* Named-object pointing records:
· · · · · · ·

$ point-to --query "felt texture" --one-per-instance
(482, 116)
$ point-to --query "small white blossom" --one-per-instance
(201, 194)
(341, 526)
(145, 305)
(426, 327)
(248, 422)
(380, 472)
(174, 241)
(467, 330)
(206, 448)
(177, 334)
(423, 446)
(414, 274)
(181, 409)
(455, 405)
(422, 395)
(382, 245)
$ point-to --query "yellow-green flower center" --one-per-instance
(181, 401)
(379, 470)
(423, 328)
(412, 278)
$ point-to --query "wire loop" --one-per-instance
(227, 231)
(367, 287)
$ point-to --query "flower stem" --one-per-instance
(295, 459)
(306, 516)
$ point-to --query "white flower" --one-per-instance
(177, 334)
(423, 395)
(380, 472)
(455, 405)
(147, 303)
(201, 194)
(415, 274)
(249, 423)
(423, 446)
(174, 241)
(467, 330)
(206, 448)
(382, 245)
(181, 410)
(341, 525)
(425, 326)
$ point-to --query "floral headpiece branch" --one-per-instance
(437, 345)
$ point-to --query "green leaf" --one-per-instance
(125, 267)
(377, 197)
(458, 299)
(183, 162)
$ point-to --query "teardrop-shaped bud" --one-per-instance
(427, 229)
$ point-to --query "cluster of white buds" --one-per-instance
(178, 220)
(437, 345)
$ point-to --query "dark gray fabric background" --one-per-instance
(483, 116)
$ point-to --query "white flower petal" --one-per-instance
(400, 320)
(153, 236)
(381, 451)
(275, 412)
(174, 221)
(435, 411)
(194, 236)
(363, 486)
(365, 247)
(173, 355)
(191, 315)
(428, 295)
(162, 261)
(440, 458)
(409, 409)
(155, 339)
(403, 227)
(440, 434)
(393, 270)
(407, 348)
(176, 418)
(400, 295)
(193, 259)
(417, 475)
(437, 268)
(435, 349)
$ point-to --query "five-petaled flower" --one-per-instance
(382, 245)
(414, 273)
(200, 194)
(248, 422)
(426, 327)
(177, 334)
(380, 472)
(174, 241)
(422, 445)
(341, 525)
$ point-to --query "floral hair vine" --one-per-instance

· · · · · · ·

* WORK TO COMPLETE: Report every line of the records above that contains the word "white", counting only matches with the same case.

* COMPLETED TASK:
$ point-to --query "small white blossom" --one-per-instance
$ point-to --query "white flower" --one-per-instance
$ point-to --query "cluster of white buds" --one-per-instance
$ point-to --query "white flower petal" --one-per-instance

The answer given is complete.